Exercise requirements: Skip the pictures. Repeat everything else in the records word for word.

Recorded information:
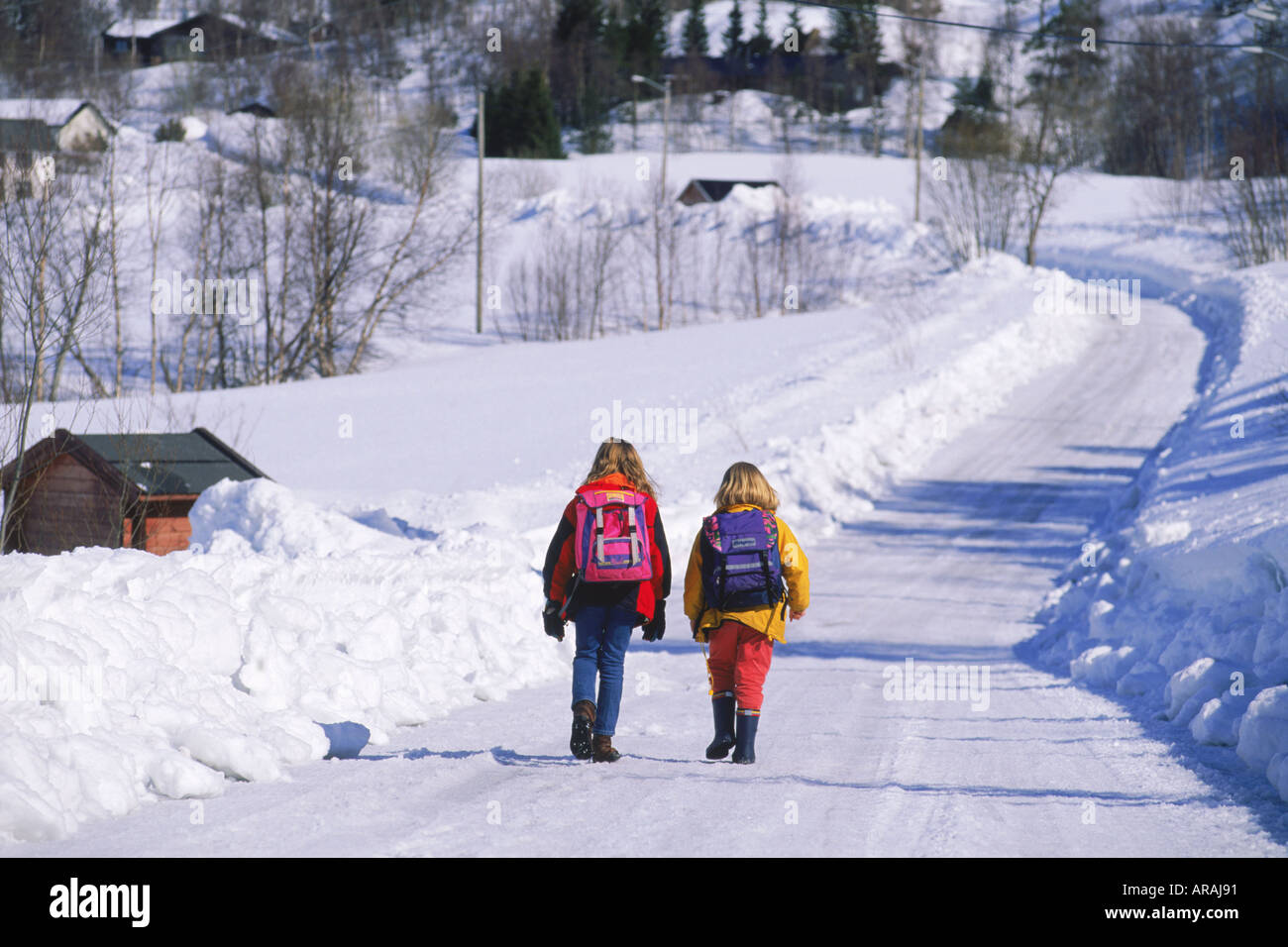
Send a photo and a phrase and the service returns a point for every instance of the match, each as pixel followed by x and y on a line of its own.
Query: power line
pixel 1013 31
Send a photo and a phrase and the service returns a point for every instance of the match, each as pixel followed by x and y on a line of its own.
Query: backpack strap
pixel 769 579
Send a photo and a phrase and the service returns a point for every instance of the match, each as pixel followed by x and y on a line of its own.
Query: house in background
pixel 708 189
pixel 35 129
pixel 114 489
pixel 223 35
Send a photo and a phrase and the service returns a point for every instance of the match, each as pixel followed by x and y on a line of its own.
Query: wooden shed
pixel 114 489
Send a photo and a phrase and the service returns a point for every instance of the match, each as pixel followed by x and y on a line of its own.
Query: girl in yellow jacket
pixel 746 577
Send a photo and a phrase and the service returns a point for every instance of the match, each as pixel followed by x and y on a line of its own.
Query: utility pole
pixel 657 222
pixel 478 247
pixel 921 106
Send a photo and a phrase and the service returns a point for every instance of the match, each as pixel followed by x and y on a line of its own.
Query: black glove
pixel 554 624
pixel 655 629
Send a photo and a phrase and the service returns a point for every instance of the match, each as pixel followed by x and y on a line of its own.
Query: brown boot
pixel 604 751
pixel 583 719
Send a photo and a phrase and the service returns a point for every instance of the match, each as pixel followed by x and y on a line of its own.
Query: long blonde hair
pixel 619 457
pixel 743 483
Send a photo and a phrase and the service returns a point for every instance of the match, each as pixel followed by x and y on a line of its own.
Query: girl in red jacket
pixel 605 611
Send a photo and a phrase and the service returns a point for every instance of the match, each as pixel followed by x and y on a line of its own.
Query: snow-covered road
pixel 947 571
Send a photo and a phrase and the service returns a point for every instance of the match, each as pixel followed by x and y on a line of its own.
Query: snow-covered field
pixel 1082 512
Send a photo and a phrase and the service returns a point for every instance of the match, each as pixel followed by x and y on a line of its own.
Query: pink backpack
pixel 612 541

Exercise response:
Send a photo and a phrase and the service returns a point for every instance of the match, each as pixel followed by x and y on a line of its own.
Query: power line
pixel 1013 31
Send a photo and a phrase and the service returns a point for every instance of the match, each as pixel followed by x and y on a line of its own.
Query: backpack strap
pixel 769 579
Send a photo and a phrase and the service returns a point for every instance of the match, each as pixel followed by x and y on a line of its own.
Query: house in background
pixel 708 189
pixel 35 129
pixel 114 489
pixel 223 35
Send a photo and a phrase and the service returns a point for every instance of the match, each as pixel followed by x and y on a line of its own.
Query: wooden shed
pixel 114 489
Send a photo and a phrase and the service returns a point for every instance of the match, each as pixel followed by x and y on a line of its own.
Query: girl in yellow jacket
pixel 746 577
Send a photo and a phrase and the service returns a point for every instance of the match, each as pixel followed by x and y on a line of its own.
Query: utility pole
pixel 657 222
pixel 478 247
pixel 921 106
Send a photo and a phrase and the service returns a point for every instance of the match, each as pixel followed by x and y on a line of its own.
Query: black glove
pixel 554 624
pixel 655 629
Send a photo and a phrase and the service returns a point for every instance of the match, each as pixel followed by x and y on a line of its own.
Query: brown boot
pixel 604 751
pixel 583 719
Send a photo and a phrase and the service returns a point for every instance of the match, each as pixel followed by x and y on a line of its own.
Query: long blonde hair
pixel 619 457
pixel 743 483
Send a photo and a phrase and the service returns a point for every instance of the match, each as pixel followed by x and y on a line of its own.
Query: girl in red jacket
pixel 605 611
Send a photo and a phrase and the service returns a point for every instance of the match, each as pixel followed by x and y on a line of its own.
Query: snow-covered road
pixel 947 571
Send a photo and a phrase and the service returns a point for every instance of the match, each as pixel followed by x and y on a line of its own.
Query: snow-covered field
pixel 1082 512
Send a photo and a phrase and the service returns a point for every instance of the match, each as pixel followed by x and y on a line of its own.
Query: pink backpack
pixel 612 541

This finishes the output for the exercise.